PAGE EXCERPT:
Why does anyone buy a high-performance car?

I can finally afford a fancy new car. I’ve read reviews and talked to car enthusiasts, but I’m confused. Why would anyone pay big bucks for a powerful engine when you can only legally drive 65mph? Even if you speed, you can’t go over 90mph for very long. So people pay a lot of money for a V8 they’ll never use! What’s the point?

Sometimes, it’s about how quickly you go from 0 MPH to 80 MPH. Better performing cars also tend to have better brakes and better handling. This gives you a better chance at avoiding accidents.

Consider yourself lucky if they don’t interest you. There’s little logic, but for those who like them, it’s great fun!

What’s important to you is what matters. What characteristics do you want in a car?

p.s. - this is no different than why some folks like expensive wine, cigars, paintings, etc. No need to apply logic.

Some people (myself included) view cars as more than just appliances. Others just see cars a way to get from point A to point B. Me thinks the OP falls into the latter. Your Camary is waiting for you.

Simply because they can. What other reason does one need?

What use to be “high performance” years ago, is the acceptable norm today.
0 to 60 under ten seconds in cars of the 50’s and 60’s was all it took to get the blood boiling. For some of we older folk, that’s still all it takes.

RECORDS:
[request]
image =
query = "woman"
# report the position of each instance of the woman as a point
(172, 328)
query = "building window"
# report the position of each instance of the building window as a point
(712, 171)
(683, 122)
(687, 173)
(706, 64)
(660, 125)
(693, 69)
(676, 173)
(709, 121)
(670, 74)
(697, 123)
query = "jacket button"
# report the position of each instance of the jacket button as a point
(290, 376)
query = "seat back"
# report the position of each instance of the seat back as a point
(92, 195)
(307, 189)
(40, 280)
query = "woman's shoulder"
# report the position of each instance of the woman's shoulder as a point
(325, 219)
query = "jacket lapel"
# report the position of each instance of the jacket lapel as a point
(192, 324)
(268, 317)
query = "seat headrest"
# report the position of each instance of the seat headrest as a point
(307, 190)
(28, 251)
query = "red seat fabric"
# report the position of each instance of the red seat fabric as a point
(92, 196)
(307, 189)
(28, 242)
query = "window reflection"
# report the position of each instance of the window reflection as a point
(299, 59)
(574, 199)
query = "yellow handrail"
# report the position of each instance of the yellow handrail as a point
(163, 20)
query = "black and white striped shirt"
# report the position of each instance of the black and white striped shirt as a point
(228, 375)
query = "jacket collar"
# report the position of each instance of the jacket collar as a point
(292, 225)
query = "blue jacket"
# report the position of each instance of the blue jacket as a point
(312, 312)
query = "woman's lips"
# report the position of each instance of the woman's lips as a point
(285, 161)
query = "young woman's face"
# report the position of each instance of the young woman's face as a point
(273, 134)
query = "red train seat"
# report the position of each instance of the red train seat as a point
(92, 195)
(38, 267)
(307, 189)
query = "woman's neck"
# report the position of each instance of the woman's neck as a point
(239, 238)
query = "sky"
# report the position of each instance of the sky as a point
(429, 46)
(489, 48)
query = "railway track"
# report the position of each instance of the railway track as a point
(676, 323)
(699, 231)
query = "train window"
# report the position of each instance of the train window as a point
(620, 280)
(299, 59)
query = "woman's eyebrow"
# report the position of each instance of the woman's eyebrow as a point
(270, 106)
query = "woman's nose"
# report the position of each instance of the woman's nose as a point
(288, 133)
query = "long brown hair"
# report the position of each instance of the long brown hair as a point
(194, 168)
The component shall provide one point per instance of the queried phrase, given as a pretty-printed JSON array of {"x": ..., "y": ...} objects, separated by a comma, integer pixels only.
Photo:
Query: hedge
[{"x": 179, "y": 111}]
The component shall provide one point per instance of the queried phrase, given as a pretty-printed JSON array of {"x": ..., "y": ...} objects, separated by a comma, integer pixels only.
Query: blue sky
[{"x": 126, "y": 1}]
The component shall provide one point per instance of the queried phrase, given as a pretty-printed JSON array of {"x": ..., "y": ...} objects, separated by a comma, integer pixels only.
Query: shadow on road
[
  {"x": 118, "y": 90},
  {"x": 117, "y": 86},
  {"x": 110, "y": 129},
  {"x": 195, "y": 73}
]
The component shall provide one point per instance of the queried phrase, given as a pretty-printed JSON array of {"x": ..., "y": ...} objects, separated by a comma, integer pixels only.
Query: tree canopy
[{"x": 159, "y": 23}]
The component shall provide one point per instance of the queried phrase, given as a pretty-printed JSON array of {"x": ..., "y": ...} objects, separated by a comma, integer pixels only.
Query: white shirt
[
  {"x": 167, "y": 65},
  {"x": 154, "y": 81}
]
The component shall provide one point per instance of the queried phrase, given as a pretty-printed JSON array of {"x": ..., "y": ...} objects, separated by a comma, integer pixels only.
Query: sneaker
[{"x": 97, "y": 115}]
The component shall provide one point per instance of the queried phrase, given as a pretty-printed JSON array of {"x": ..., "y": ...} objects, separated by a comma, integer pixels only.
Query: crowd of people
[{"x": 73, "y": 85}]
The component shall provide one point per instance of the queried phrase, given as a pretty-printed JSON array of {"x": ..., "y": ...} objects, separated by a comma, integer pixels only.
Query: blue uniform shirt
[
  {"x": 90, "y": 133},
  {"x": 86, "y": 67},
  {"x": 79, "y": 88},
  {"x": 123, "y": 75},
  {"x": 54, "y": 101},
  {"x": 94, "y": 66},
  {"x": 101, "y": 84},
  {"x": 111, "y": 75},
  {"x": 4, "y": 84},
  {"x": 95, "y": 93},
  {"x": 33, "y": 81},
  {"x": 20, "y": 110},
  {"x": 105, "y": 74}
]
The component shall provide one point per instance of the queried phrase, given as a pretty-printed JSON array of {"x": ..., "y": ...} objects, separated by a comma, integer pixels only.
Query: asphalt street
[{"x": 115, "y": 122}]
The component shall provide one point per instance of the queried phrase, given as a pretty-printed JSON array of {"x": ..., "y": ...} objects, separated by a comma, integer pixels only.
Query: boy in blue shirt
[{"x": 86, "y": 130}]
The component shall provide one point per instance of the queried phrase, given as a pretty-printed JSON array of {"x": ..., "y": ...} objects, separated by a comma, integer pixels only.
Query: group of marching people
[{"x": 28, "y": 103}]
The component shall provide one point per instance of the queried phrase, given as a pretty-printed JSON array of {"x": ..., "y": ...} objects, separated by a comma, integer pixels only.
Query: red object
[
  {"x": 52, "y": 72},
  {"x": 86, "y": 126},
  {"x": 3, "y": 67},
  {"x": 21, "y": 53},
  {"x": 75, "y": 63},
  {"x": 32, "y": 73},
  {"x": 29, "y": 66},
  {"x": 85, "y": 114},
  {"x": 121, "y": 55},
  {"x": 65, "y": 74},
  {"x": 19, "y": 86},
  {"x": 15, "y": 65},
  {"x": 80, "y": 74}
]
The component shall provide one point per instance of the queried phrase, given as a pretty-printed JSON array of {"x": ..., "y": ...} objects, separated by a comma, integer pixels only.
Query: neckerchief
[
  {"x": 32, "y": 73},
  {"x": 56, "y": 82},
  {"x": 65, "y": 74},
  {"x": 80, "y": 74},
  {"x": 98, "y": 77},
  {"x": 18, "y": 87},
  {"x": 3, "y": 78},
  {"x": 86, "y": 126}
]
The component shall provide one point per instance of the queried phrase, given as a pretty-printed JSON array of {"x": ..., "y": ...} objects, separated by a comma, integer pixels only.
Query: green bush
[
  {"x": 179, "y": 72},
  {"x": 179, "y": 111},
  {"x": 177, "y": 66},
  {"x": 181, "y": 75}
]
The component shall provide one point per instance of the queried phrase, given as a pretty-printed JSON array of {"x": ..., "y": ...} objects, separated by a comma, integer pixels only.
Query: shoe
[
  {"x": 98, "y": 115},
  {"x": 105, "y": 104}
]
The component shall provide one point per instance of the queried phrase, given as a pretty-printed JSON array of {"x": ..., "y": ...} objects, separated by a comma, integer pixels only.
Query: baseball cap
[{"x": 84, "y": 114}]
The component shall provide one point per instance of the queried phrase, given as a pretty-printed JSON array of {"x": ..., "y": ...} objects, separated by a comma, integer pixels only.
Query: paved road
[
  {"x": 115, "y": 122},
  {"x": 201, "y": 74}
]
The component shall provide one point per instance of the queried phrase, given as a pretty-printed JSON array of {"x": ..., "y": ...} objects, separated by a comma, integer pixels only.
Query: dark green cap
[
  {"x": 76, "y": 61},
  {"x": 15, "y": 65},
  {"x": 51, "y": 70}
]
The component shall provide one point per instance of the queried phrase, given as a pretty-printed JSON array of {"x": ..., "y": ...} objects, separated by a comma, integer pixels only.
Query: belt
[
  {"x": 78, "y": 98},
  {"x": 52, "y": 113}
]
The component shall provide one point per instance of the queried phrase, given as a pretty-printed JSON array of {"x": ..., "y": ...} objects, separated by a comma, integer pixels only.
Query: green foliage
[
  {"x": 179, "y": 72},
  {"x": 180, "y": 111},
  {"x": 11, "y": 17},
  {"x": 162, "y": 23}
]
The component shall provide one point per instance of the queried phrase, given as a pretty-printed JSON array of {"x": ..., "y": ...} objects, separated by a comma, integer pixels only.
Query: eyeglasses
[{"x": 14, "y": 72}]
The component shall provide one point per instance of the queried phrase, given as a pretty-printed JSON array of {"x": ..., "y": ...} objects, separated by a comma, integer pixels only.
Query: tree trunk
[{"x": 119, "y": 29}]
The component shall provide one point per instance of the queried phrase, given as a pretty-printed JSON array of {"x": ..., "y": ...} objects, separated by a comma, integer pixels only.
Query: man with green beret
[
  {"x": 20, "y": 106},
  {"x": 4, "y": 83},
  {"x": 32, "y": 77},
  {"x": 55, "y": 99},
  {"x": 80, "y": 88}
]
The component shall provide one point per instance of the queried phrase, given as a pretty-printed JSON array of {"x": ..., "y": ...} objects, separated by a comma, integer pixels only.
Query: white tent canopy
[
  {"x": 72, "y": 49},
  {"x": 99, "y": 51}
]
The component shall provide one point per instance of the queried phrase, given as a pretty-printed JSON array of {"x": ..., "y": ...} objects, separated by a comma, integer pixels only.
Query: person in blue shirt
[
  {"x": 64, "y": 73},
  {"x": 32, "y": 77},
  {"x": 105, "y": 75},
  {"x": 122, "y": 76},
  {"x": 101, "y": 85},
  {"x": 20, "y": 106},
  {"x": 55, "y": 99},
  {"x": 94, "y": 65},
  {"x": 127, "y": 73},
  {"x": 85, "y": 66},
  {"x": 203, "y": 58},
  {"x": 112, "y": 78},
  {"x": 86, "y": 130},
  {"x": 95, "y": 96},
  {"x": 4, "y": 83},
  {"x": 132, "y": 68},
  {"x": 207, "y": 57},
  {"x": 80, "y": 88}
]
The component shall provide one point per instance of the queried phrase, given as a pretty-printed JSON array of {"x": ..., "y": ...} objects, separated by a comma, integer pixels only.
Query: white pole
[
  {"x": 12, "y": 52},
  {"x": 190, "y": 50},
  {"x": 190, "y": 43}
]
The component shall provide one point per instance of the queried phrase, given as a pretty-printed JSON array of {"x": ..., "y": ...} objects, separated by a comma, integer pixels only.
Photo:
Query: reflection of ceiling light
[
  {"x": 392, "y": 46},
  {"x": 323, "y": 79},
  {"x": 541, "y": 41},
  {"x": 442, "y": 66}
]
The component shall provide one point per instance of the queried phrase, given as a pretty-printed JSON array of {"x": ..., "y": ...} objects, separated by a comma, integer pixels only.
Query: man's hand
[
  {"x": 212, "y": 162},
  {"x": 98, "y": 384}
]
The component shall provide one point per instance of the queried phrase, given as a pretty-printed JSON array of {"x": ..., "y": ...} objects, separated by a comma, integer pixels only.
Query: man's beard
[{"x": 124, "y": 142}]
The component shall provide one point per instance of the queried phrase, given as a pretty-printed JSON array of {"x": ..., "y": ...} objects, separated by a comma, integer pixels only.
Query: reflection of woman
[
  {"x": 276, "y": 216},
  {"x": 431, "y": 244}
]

WHAT THE TASK REQUIRES: Please check the page above about buying high-performance cars: what does it say better performing cars also tend to have?

ANSWER TO THIS PROBLEM: Better brakes and better handling.